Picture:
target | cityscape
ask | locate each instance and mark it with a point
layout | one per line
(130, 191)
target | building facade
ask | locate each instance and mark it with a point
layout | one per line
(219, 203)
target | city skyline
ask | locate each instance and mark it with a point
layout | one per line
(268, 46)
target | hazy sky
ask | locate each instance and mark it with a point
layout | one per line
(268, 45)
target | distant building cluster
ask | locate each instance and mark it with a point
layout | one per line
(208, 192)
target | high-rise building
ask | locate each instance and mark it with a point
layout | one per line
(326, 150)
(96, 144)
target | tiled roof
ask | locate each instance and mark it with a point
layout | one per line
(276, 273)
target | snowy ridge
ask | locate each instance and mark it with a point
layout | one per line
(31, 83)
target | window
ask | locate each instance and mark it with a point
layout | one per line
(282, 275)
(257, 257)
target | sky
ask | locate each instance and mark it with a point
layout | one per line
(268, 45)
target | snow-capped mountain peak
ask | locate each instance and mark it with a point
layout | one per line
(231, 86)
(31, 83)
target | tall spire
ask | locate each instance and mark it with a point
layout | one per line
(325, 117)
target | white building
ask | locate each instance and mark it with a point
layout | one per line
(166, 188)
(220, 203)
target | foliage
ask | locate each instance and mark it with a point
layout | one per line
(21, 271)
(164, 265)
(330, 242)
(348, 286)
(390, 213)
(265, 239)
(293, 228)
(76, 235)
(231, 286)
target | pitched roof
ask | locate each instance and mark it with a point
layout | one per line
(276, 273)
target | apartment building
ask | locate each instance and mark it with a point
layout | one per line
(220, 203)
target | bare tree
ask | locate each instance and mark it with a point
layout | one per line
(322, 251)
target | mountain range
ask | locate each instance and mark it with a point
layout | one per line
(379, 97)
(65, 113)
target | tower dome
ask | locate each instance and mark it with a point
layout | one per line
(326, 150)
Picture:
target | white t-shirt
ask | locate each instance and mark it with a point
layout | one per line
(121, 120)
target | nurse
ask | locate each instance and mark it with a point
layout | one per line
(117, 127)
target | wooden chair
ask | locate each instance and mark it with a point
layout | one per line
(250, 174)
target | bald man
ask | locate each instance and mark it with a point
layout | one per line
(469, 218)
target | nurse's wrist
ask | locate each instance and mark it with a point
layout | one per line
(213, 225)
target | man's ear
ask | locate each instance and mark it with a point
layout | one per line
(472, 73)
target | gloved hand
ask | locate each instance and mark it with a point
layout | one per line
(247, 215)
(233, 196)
┄┄┄┄┄┄┄┄┄┄┄┄┄┄┄┄┄┄┄┄
Look through the data above and return each line where the string "roof" occurs.

target | tiled roof
target | pitched roof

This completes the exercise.